RECORDS PROVIDED:
☆ ☆ ☆ ☆ ☆

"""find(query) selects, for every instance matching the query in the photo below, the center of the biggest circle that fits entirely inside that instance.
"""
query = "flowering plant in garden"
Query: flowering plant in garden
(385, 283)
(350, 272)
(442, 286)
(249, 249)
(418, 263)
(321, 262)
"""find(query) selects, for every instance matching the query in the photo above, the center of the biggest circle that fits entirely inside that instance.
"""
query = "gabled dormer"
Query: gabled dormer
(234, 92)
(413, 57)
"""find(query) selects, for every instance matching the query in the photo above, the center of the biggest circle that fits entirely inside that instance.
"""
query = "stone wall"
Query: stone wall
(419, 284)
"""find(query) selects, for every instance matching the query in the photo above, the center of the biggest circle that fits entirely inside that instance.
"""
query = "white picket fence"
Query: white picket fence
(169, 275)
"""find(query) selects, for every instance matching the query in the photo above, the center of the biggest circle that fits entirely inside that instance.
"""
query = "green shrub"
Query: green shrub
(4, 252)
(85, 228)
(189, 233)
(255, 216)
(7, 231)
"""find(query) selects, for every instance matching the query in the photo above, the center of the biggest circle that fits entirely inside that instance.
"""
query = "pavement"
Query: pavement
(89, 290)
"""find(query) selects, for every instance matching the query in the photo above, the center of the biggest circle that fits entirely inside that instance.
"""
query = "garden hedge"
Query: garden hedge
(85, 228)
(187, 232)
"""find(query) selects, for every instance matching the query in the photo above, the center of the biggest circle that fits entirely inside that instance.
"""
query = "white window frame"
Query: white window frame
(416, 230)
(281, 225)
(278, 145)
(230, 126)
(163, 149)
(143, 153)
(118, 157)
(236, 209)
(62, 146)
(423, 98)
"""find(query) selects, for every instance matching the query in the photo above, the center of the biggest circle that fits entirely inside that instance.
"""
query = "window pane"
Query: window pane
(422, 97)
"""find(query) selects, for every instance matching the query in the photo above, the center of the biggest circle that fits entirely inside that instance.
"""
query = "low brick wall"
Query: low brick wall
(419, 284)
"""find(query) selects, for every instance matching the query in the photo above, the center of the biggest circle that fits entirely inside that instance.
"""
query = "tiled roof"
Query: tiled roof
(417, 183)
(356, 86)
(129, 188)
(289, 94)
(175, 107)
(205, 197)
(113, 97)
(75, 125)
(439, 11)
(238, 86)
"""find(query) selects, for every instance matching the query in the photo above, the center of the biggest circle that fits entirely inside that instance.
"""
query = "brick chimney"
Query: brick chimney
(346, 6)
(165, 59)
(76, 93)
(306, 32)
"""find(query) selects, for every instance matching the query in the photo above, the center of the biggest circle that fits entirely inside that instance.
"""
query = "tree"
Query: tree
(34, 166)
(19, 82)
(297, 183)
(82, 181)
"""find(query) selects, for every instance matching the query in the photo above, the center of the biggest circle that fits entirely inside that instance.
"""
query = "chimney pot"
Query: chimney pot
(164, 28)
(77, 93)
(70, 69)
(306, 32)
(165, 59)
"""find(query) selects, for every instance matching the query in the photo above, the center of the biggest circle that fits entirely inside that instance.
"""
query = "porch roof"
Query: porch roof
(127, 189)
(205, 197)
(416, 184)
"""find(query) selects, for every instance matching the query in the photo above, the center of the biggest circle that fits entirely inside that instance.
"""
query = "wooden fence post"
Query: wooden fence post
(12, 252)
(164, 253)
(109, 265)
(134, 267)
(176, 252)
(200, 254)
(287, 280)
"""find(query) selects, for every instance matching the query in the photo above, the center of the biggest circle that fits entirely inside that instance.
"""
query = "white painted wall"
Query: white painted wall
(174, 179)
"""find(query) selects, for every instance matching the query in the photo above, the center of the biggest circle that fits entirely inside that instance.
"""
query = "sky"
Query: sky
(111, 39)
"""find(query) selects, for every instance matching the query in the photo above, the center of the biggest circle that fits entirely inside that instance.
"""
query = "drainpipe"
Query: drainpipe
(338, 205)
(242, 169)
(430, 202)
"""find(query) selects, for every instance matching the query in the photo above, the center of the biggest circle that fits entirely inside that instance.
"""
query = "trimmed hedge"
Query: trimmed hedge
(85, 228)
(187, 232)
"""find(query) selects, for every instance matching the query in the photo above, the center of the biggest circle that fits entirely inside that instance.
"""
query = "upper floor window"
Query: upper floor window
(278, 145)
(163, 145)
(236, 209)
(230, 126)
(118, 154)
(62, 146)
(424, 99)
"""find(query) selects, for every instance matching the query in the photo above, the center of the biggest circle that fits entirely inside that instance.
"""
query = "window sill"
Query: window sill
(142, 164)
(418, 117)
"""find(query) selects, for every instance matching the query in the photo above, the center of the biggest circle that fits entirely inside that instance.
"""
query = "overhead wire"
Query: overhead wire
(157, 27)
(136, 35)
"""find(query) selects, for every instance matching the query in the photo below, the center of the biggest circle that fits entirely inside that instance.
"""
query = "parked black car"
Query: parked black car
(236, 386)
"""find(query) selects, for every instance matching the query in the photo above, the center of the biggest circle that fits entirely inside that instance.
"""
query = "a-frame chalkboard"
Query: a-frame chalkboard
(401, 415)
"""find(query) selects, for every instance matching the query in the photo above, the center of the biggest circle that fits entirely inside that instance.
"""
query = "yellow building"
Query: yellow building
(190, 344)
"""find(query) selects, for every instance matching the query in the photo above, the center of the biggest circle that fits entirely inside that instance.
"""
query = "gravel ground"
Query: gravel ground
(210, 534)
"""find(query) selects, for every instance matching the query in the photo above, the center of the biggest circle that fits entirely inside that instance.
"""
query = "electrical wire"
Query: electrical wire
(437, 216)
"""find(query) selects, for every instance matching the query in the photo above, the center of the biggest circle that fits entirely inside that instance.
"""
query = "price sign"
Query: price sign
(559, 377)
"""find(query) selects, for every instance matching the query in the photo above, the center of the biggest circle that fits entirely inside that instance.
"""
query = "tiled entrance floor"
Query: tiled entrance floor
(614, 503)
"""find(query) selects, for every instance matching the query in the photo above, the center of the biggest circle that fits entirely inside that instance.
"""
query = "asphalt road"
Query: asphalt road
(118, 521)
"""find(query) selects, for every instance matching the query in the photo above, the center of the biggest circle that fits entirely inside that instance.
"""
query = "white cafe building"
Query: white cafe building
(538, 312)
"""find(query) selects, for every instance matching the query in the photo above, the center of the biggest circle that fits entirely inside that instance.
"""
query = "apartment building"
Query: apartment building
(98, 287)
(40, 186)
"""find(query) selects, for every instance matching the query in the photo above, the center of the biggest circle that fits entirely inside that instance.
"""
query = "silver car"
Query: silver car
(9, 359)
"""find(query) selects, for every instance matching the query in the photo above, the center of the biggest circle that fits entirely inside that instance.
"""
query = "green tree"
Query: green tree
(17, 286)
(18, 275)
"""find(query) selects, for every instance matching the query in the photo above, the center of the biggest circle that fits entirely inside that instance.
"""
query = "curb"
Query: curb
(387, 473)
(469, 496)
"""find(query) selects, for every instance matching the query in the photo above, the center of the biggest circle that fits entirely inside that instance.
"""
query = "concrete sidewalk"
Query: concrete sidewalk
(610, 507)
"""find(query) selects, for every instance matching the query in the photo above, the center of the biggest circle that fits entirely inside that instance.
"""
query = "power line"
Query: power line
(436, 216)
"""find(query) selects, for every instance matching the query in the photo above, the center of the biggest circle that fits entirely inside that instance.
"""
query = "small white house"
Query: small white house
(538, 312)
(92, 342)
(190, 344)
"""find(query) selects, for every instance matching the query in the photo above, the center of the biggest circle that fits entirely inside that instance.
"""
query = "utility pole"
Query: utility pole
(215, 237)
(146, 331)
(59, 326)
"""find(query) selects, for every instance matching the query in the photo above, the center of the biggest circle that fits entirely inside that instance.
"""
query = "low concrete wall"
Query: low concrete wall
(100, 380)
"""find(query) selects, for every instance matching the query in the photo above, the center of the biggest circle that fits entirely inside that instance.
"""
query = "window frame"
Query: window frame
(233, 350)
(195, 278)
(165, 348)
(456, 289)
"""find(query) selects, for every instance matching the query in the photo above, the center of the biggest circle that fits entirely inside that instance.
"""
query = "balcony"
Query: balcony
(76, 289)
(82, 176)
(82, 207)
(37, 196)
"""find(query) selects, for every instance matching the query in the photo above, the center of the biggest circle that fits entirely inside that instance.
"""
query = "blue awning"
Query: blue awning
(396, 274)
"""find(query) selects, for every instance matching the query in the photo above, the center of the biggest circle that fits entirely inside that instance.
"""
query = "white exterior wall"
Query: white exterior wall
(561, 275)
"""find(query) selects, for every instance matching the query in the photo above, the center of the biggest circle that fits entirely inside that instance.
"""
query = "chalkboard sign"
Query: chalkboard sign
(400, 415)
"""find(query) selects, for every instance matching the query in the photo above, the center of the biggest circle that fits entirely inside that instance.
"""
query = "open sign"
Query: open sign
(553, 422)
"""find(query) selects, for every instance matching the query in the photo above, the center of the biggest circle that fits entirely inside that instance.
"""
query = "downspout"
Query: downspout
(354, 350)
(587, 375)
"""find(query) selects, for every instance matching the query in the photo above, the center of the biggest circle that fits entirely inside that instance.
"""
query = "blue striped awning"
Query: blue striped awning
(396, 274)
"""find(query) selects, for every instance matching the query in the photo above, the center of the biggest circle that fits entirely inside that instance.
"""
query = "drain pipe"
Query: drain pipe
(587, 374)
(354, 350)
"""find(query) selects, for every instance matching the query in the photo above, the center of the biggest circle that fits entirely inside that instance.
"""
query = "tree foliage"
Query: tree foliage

☆ ☆ ☆ ☆ ☆

ASSIGNMENT: Filter the lines above so that only those with the string "foliage" remain, then copy them.

RESPONSE TO THIS TASK:
query = "tree foliage"
Query: tree foliage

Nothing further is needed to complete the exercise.